### TASK BRIEF:
Rewrite the data below in full, keeping every line as it is except that each coordinate value in the answers gets 13 added to it.

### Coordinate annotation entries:
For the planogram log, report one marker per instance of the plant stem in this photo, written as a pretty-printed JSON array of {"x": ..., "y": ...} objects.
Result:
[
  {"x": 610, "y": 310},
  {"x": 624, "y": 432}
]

### SOLUTION TO THIS PROBLEM:
For the planogram log, report one marker per instance of the plant stem in this photo, written as a pretty-printed JSON array of {"x": ..., "y": ...} objects.
Result:
[
  {"x": 623, "y": 323},
  {"x": 637, "y": 445}
]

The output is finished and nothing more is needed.